### Task prompt
Decide whether each statement below agrees with the data-cleaning text, answering yes or no and quoting the deciding words from it. 1. Running remove_constants() removed some empty rows. 2. The duplicate search covered all columns of the dataset. 3. The standardize_dates() function puts date columns into ISO8601 format.

### Extracted text
Remove constant columns
The dataset may contain constant columns (i.e. columns with the same
value across all rows) and empty rows and columns (i.e. rows or columns
with only NA values). To remove these non-informative rows
and columns, we use the remove_constants() function from
the cleanepi package.
R
# Remove constant columns, empty rows and columns
data_in <- data_in |>
cleanepi::remove_constants()
This resulted in the removal of 11 columns — 5 empty columns and 6 constant columns — while no empty rows were removed, as shown in the table below.
R
# display the set of constant data
constant_data <- cleanepi::print_report(data_in, "constant_data")
constant_data |>
kableExtra::kbl() |>
kableExtra::kable_paper("striped", font_size = 14, full_width = TRUE) %>%
kableExtra::scroll_box(height = "200px", width = "100%",
box_css = "border: 1px solid #ddd; padding: 5px; ",
extra_css = NULL,
fixed_thead = TRUE)
| iteration | empty_columns | empty_rows | constant_columns |
|---|---|---|---|
| 1 | Treatment_antiviral, Treatment_antiviral_name, Vaccination, Vaccine_name, Vaccine_date | NA | Pathogen_name, Pre_existing_condition, Isolated, Date_isolation, Contact_with_case, Transmission |
Remove duplicates
We can detect and remove duplicates using the
remove_duplicates() function from the
cleanepi package. In this case, we do not specify any
target column, i.e., we look for duplicates across all columns.
R
data_in <- data_in |>
cleanepi::remove_duplicates()
Fortunately (or unfortunately!) there are no duplicate entries in this dataset.
Standardise dates
Some character columns seem to contain actual Date values. We will
apply the standardize_dates() function from the
cleanepi package to ensure all date columns are in
ISO8601 format. First, we’ll identify the potential Date columns from
the results of the scan_data() function, and then use those
columns for standardization.
R
# Identify potential Date columns from the scanning results. Columns with
# %date > 0 are likely to be of type Date
potential_dates <- scan_result |>
dplyr::filter(date > 0)
target_columns <- potential_dates$Field_names
# Standardise the selected columns
data_in <- data_in |>
cleanepi::standardize_dates(
target_columns = target_columns,
error_tolerance = 1
)

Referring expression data
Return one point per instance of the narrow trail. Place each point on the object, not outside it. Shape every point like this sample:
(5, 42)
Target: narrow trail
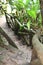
(23, 53)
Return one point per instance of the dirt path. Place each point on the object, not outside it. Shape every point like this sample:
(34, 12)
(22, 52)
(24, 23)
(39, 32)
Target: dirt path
(21, 56)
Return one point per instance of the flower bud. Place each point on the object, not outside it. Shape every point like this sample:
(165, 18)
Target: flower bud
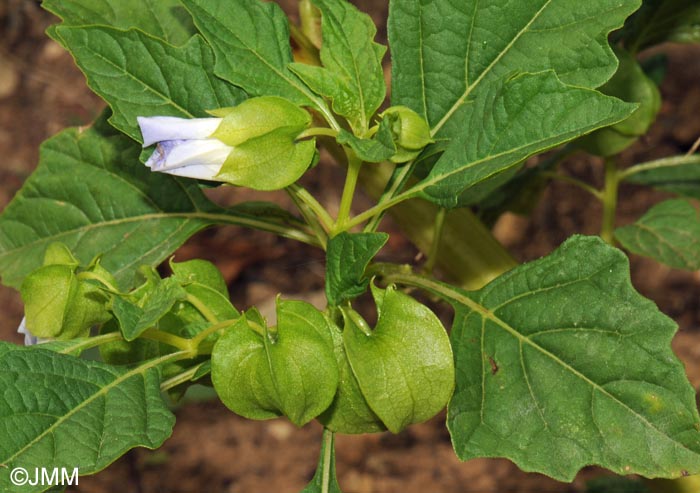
(411, 132)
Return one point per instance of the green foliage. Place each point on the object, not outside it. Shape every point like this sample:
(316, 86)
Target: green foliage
(269, 162)
(630, 84)
(352, 75)
(669, 232)
(532, 386)
(348, 255)
(446, 54)
(117, 208)
(163, 19)
(250, 40)
(93, 414)
(555, 365)
(681, 176)
(142, 76)
(410, 349)
(663, 20)
(527, 114)
(261, 372)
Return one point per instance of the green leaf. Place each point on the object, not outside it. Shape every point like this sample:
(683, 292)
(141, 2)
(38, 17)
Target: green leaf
(630, 84)
(165, 19)
(404, 365)
(663, 20)
(270, 162)
(250, 40)
(138, 75)
(379, 148)
(262, 373)
(91, 193)
(680, 175)
(561, 364)
(352, 75)
(669, 232)
(134, 319)
(77, 414)
(347, 258)
(446, 54)
(526, 114)
(349, 412)
(325, 480)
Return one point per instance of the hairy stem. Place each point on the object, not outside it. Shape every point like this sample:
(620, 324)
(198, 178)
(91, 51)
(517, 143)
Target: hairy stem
(354, 166)
(612, 183)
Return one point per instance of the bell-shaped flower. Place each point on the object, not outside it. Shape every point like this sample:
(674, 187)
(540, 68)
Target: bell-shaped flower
(184, 146)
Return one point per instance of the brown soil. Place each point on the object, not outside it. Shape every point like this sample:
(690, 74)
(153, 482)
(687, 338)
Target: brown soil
(213, 450)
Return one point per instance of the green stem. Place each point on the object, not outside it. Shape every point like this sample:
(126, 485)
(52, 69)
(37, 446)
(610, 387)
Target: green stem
(354, 166)
(202, 308)
(314, 213)
(435, 245)
(390, 190)
(574, 181)
(327, 460)
(197, 340)
(612, 182)
(659, 163)
(96, 277)
(171, 340)
(380, 208)
(249, 222)
(318, 131)
(305, 44)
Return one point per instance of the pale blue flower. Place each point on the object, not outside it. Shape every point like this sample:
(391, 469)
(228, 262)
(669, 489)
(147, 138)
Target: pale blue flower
(29, 339)
(184, 146)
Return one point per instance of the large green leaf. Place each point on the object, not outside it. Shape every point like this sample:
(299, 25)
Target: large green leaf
(352, 74)
(663, 20)
(143, 76)
(91, 193)
(165, 19)
(60, 411)
(513, 120)
(447, 53)
(348, 255)
(250, 39)
(669, 232)
(680, 175)
(562, 364)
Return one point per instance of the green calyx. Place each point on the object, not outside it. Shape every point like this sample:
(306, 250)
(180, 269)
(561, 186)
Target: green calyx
(59, 303)
(630, 84)
(410, 131)
(262, 372)
(403, 367)
(263, 133)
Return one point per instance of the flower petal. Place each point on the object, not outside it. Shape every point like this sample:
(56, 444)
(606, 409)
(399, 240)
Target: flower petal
(192, 158)
(160, 128)
(29, 339)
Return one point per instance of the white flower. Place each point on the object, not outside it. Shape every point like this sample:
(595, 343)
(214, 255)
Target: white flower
(29, 338)
(185, 146)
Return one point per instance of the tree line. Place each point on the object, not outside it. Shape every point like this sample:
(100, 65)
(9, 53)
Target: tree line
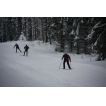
(71, 34)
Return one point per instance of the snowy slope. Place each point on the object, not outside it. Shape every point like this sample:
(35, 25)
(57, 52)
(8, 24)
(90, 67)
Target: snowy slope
(41, 68)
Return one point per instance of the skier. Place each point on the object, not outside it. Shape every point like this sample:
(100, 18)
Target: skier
(1, 38)
(17, 47)
(66, 59)
(26, 50)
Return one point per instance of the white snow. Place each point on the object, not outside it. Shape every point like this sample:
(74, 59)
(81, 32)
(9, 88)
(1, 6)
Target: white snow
(41, 68)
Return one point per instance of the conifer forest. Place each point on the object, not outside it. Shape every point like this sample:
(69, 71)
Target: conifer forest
(67, 34)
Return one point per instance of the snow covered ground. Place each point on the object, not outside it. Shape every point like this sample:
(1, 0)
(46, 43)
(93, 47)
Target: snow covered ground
(41, 68)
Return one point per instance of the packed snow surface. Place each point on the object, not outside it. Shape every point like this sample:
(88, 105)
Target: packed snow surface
(41, 67)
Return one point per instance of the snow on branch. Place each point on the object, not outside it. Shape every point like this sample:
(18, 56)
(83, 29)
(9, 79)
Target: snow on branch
(101, 25)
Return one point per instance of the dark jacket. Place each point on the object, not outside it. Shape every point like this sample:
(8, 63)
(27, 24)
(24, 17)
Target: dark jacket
(26, 48)
(66, 57)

### Solution to this exercise
1. No: "while no empty rows were removed"
2. Yes: "we look for duplicates across all columns"
3. Yes: "to ensure all date columns are in ISO8601 format"